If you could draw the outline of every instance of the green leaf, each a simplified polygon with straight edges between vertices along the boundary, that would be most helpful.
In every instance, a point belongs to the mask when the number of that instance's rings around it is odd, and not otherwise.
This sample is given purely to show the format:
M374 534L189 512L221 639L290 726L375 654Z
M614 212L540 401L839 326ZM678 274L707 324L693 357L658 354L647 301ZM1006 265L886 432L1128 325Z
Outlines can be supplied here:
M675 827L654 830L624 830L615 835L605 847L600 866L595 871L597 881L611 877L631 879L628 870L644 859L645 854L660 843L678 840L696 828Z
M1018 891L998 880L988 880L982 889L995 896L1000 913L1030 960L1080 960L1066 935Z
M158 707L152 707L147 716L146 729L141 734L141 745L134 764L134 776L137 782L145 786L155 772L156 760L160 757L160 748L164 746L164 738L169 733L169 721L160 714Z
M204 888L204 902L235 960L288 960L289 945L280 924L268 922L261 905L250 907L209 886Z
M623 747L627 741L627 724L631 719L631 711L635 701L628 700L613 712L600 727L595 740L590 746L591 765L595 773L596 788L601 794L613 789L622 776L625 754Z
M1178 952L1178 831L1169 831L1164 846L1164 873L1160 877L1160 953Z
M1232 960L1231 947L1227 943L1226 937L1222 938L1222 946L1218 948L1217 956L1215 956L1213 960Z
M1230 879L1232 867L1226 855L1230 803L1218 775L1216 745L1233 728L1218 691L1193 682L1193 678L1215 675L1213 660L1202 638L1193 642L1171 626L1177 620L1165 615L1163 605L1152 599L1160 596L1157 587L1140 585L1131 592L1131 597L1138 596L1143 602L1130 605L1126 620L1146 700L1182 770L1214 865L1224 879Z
-*-
## HOW TO COMPLETE THIS TASK
Wherever the string "every" appears in a line of the records above, copy that line.

## EXERCISE SOLUTION
If you could draw the outline of every instance of the green leaf, each a simplified polygon with straight edges between vertices along the boundary, that would be most helpful.
In every instance, a point belongs to the mask when the number of that instance's rings around it is odd, and not otherwise.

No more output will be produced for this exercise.